Task goal.
Repeat the data below exactly, with every entry included.
Input data START
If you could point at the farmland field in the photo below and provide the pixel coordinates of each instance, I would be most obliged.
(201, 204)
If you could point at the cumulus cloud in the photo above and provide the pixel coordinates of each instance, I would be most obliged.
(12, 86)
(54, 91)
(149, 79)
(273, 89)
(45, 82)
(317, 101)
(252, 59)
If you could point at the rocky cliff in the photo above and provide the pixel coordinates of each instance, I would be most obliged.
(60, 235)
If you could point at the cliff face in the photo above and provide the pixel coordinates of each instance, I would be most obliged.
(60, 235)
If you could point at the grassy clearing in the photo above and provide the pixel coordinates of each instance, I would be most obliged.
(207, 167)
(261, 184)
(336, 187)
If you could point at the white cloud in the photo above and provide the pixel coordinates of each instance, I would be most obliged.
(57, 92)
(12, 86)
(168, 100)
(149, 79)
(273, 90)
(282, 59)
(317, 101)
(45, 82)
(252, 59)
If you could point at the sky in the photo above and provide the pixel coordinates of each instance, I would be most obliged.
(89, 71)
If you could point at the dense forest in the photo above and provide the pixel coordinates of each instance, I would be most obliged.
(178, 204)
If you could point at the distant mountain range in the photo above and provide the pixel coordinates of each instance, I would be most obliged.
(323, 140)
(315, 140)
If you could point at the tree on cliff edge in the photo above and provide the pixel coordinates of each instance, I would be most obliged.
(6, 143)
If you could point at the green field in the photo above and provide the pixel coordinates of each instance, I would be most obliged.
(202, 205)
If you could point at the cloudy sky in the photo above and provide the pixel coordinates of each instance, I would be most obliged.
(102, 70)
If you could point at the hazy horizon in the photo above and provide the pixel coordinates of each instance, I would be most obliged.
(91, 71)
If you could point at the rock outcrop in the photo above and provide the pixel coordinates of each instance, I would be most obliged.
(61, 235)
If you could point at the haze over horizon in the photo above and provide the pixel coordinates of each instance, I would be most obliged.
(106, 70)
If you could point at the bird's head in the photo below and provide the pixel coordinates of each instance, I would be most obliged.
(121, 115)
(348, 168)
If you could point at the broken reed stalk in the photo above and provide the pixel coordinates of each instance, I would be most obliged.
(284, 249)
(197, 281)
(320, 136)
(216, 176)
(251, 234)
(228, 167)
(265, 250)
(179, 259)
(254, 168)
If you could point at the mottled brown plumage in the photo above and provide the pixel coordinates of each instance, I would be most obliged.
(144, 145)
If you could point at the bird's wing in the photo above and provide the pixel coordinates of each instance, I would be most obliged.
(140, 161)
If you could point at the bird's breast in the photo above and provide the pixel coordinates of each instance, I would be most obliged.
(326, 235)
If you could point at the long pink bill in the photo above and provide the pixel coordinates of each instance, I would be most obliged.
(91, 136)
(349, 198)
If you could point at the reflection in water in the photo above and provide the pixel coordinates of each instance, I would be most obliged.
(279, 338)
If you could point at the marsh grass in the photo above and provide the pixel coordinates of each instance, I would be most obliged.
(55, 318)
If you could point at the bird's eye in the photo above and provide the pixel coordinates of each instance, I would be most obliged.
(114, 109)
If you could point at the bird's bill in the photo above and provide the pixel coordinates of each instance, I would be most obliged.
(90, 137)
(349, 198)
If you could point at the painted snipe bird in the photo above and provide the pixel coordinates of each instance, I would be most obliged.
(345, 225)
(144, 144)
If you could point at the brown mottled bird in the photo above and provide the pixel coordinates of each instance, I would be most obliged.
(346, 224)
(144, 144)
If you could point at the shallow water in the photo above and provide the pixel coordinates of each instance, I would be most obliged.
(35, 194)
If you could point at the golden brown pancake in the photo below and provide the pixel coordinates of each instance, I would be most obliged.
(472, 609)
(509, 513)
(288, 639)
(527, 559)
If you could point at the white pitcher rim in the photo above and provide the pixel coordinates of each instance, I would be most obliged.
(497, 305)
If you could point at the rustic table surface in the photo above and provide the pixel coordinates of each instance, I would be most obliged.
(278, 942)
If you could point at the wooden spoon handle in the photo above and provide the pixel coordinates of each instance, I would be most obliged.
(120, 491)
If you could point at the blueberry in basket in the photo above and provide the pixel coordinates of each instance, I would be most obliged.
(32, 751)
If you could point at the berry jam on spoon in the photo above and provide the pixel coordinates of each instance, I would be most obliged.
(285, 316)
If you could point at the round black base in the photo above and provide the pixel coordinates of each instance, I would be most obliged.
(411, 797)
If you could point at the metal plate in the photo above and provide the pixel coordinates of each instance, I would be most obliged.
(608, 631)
Input data END
Written solution.
If you could point at the farmland field in the photo below and provide the pixel coordinates of each instance, I would be most obliged.
(201, 204)
If you could point at the cumulus cloud in the photo above and provide the pixel coordinates of each instance, I would be most obliged.
(12, 86)
(54, 91)
(149, 79)
(273, 89)
(45, 82)
(317, 101)
(252, 59)
If you could point at the rocky cliff in the photo above and provide the pixel coordinates of each instance, I would be most obliged.
(60, 235)
If you could point at the cliff face in the photo above and provide the pixel coordinates of each instance, I would be most obliged.
(60, 235)
If you could point at the grassy clearing in the photo above and provide the pixel coordinates of each instance, I would be most obliged.
(207, 167)
(261, 184)
(336, 187)
If you could point at the white cloud in the photo above and provide the pixel coordinates of each instance, I would be most obliged.
(57, 92)
(12, 86)
(168, 100)
(149, 79)
(273, 90)
(282, 59)
(317, 101)
(45, 82)
(252, 59)
If you could point at the sky in the photo above and provide the pixel coordinates of each instance, I would be most obliged.
(89, 71)
If you could point at the dense forest in the photo above and provide the pixel coordinates of each instance, I would be most obliged.
(178, 204)
If you could point at the distant mountain range in the photo above and provide the pixel coordinates of each instance, I would be most obliged.
(323, 140)
(315, 140)
If you could point at the tree on cliff edge in the photo above and provide the pixel coordinates of each instance, I would be most obliged.
(6, 143)
If you could point at the green field in the photo above and provide the pixel coordinates of each instance, I would be most obliged.
(202, 205)
If you could point at the cloudy sky in the photo above and provide the pixel coordinates of each instance, I would be most obliged.
(102, 70)
If you could point at the hazy horizon in the photo above and provide the pixel coordinates of each instance, I would be most obliged.
(91, 71)
If you could point at the rock outcrop in the photo above and provide the pixel coordinates of each instance, I would be most obliged.
(61, 235)
If you could point at the haze over horizon in the photo above and provide the pixel coordinates of each instance, I would be most obliged.
(106, 70)
If you could point at the bird's head in the photo below and provide the pixel coordinates of each instance, I would be most obliged.
(121, 115)
(348, 168)
If you could point at the broken reed stalk in the photo above and provide the pixel coordinates of each instance, I would be most obliged.
(284, 249)
(197, 281)
(320, 136)
(216, 176)
(251, 234)
(228, 167)
(265, 250)
(179, 259)
(254, 168)
If you could point at the mottled brown plumage in the photo above and provide the pixel coordinates of each instance, I would be most obliged.
(144, 145)
If you could point at the bird's wing in the photo above and provide the pixel coordinates of each instance, I would be most obliged.
(140, 161)
If you could point at the bird's breast in the photo above and provide the pixel coordinates of each instance, I would be most obliged.
(326, 235)
If you could point at the long pink bill in the photo above and provide the pixel coordinates of each instance, I would be most obliged.
(91, 136)
(349, 198)
If you could point at the reflection in water in the photo above and provide the pixel coordinates of each instance, I would be most obliged.
(279, 338)
If you could point at the marsh grass in the photo above and provide the pixel coordinates of each instance, I would be most obliged.
(55, 318)
If you could point at the bird's eye in the photo above and provide the pixel coordinates of each instance, I would be most obliged.
(114, 109)
If you could point at the bird's bill in the photo above and provide the pixel coordinates of each instance, I would be most obliged.
(90, 137)
(349, 198)
If you could point at the painted snipe bird in the photo above and provide the pixel coordinates of each instance, I would be most obliged.
(345, 225)
(144, 144)
If you could point at the brown mottled bird in the photo above and provide the pixel coordinates of each instance, I would be most obliged.
(346, 224)
(144, 144)
If you could point at the shallow water in the photo above and provide the pixel coordinates of each instance, I would be most obliged.
(35, 194)
If you could point at the golden brown pancake in the photo below and provide the pixel coordinates of each instance, I would be most obliged.
(472, 609)
(509, 513)
(288, 639)
(527, 559)
If you could point at the white pitcher rim in the photo above and provide the pixel coordinates of each instance, I would be most obliged.
(497, 305)
If you could point at the rustic table surface in the photo above and provide the pixel coordinates of each instance, I would be most obliged.
(278, 942)
If you could point at the wooden spoon handle in the photo above and provide the pixel coordinates of each instance, I would be most obliged.
(120, 491)
If you could point at the blueberry in basket in the photo above and provide the pixel coordinates of each instance, I would be most obliged.
(32, 751)
If you could point at the berry jam on spoon in the photo above and provide the pixel coordinates of each instance, I would be most obliged.
(285, 316)
If you could point at the round black base in the photo above and provide the pixel coordinates of each instance, I would be most obliged.
(411, 797)
If you could point at the metal plate in the photo above and provide the pixel coordinates of each instance, I would be most obliged.
(608, 631)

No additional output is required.